╭─ Фрагмент документа
Зрители не просто слушают певцов — они словно входят с ними в праздничный зал, в беседку, где Татьяна с трепетом ждет Онегина, ощущают утренний мороз, на котором стынут руки дуэлянтов, держащих пистолеты. Критики говорят о реформе, произведенной в опере этим спектаклем, о ее полном обновлении Станиславским.
«Он сам раздвигал занавес, сидя в оконной нише, тщательно разбирая шнурки. Сцена студийного зала имела в ширину всего восемь метров. В сцене ссоры с Ленским Онегин отходил к самому занавесу… Оба исполнителя иногда стояли почти вплотную к Константину Сергеевичу, притаившемуся за занавесом. Он очень сильно переживал их ссору. Пригнувшись к коленям, шептал слова ссоры, и на его лице отражались все страдания Ленского. Он был душой с Ленским», — вспоминает Павел Иванович Румянцев.
╰─
### Что нужно сделать
a. Повторите дословно фрагмент текста о постановке «Евгения Онегина» от «Зрители не просто» до «полном обновлении Станиславским.».
b. Подхватите текст о постановке «Евгения Онегина» и продолжите его, начиная после последнего приведённого предложения.
Записи никак не связаны с текстом о постановке «Евгения Онегина».
╭─ Исходные данные
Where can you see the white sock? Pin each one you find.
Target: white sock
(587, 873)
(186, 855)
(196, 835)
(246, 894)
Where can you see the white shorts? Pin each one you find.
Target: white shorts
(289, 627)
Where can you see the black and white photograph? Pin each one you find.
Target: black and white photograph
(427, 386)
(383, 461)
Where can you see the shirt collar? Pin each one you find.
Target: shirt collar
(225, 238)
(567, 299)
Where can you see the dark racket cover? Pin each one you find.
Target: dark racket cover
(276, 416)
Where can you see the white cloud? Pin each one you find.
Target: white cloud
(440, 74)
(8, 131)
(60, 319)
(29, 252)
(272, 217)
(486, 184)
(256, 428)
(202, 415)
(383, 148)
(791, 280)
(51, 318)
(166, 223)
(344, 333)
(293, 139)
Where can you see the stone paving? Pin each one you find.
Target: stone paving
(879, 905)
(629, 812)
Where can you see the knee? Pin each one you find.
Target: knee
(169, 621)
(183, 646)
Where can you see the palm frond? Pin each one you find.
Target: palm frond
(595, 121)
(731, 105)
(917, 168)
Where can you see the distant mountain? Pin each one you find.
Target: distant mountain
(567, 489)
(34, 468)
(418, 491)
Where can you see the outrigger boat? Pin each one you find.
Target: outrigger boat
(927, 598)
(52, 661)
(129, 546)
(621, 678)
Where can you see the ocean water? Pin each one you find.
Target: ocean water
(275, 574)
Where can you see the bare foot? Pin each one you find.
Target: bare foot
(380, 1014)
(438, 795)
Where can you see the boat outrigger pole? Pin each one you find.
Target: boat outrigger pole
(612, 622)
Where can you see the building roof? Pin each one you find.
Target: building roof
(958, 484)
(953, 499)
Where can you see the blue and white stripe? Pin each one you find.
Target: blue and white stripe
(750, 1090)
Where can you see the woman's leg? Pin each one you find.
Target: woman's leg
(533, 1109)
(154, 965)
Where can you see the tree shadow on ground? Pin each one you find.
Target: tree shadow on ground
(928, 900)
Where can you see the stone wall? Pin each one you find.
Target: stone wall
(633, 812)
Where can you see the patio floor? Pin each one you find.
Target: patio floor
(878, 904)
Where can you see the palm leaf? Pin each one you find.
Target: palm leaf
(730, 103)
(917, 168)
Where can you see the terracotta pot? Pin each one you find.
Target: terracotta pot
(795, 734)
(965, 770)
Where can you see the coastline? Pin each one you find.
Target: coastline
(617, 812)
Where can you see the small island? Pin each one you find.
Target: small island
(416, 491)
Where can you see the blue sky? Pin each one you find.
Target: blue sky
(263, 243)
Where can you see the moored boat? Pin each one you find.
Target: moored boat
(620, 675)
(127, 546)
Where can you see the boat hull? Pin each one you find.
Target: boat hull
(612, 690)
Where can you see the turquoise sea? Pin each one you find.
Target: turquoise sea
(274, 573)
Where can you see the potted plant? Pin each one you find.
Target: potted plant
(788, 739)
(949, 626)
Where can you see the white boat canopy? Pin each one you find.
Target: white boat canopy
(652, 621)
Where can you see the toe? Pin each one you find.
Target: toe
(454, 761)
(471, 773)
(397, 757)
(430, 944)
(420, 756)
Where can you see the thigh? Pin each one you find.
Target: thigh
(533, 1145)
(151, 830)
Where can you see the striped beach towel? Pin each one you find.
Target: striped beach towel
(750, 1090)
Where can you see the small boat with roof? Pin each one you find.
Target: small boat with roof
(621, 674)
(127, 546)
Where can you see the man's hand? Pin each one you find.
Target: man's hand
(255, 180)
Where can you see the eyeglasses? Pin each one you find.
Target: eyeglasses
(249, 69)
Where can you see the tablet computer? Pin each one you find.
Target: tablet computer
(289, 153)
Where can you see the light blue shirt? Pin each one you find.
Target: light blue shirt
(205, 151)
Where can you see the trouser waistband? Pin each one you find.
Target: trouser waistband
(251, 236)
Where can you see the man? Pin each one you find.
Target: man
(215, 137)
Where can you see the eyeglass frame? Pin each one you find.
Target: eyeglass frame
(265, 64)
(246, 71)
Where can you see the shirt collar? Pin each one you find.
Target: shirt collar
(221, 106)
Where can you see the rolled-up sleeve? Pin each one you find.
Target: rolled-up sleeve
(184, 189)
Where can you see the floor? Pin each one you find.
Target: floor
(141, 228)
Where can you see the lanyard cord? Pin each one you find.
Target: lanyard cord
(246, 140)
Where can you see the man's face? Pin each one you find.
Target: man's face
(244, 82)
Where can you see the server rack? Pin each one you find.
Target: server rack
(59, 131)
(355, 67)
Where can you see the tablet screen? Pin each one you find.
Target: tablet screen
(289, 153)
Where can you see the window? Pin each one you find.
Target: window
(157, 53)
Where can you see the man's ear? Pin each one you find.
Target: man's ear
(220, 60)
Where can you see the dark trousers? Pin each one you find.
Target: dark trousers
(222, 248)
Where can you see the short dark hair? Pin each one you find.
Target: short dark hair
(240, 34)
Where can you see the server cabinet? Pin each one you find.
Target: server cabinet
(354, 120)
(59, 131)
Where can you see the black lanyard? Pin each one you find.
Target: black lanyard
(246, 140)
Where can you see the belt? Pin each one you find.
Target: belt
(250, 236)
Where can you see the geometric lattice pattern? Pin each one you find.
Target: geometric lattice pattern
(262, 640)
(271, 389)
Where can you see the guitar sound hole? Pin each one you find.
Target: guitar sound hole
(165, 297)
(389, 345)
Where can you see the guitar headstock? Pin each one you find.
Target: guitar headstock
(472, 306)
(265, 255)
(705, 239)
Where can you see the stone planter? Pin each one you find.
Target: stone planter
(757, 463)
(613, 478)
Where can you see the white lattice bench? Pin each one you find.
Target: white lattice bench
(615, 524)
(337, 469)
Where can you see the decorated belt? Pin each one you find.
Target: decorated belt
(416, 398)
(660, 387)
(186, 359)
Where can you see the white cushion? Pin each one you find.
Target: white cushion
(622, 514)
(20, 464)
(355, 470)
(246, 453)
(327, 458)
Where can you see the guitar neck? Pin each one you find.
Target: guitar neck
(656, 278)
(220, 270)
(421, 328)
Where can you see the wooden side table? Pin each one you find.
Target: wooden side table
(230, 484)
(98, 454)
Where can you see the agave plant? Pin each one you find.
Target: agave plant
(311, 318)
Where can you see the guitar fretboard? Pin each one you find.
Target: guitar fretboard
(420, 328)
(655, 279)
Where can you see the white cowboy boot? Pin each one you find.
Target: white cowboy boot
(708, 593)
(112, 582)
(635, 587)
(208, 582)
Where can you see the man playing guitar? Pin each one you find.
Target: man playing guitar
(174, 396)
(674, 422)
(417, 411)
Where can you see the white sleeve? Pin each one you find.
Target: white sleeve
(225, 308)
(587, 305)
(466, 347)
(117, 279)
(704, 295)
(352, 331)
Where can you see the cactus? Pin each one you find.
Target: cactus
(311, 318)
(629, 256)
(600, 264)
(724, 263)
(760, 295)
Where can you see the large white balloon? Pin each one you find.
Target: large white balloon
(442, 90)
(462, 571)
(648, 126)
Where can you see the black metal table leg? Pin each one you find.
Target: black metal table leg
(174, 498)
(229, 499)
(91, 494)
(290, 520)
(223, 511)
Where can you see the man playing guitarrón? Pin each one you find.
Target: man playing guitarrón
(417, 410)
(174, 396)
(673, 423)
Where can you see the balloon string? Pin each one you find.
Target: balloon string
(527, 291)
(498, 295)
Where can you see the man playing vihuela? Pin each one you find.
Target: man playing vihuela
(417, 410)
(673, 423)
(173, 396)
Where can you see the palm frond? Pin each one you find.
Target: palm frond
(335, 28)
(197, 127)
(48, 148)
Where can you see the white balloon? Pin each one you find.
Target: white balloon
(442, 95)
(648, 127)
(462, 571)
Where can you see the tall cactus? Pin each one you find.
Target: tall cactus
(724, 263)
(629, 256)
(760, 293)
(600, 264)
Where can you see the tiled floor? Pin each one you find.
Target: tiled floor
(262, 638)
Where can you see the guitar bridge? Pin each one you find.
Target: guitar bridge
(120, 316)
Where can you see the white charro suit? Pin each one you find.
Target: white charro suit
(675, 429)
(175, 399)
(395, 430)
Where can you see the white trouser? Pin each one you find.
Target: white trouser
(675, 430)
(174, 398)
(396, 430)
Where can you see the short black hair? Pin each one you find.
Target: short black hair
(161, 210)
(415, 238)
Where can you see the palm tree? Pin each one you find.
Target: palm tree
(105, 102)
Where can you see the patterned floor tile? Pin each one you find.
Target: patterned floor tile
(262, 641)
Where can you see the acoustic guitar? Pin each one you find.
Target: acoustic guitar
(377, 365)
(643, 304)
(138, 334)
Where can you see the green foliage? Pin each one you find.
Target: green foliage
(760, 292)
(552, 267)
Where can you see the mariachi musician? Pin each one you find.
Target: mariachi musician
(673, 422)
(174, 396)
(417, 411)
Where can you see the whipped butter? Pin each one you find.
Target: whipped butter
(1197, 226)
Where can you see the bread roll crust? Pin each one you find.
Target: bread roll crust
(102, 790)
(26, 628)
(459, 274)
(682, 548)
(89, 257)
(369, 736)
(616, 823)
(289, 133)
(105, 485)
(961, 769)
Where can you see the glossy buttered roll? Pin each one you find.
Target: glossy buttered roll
╰─
### Ответы к упражнению
a.
Зрители не просто слушают певцов — они словно входят с ними в праздничный зал, в беседку, где Татьяна с трепетом ждет Онегина, ощущают утренний мороз, на котором стынут руки дуэлянтов, держащих пистолеты. Критики говорят о реформе, произведенной в опере этим спектаклем, о ее полном обновлении Станиславским.

b.
Четыре белые колонны, образующие, замыкающие сцену, стали эмблемой нового оперного театра. Театра, созданного Станиславским в самом начале двадцатых годов, когда критика так часто писала о кризисе Художественного театра и затянувшемся молчании его режиссуры во главе со Станиславским. «Наша художественная жизнь кипит…» — мог ответить он критикам. Ведь созданы согласно его «системе» «Двенадцатая ночь» и «Принцесса Турандот», Хлестаков Чехова и новый «Евгений Онегин». Начинаются «Сказкой об Иване-дураке» в марте 1922 года спектакли Второй студии в новом помещении. Премьере сопутствует записка больного Станиславского:
«Милые друзья!
Телефон не звонит. Волнуюсь. Как спектакль?
Как играют?
Как принимают?
Что говорят: начальство, ординарная публика?
Какое настроение у студийцев?
Поздравляю с открытием и новосельем.
К. Станиславский».
Он увлеченно ведет репетиции «Плодов просвещения», показывая исполнителям светскую барышню или спившегося старого повара.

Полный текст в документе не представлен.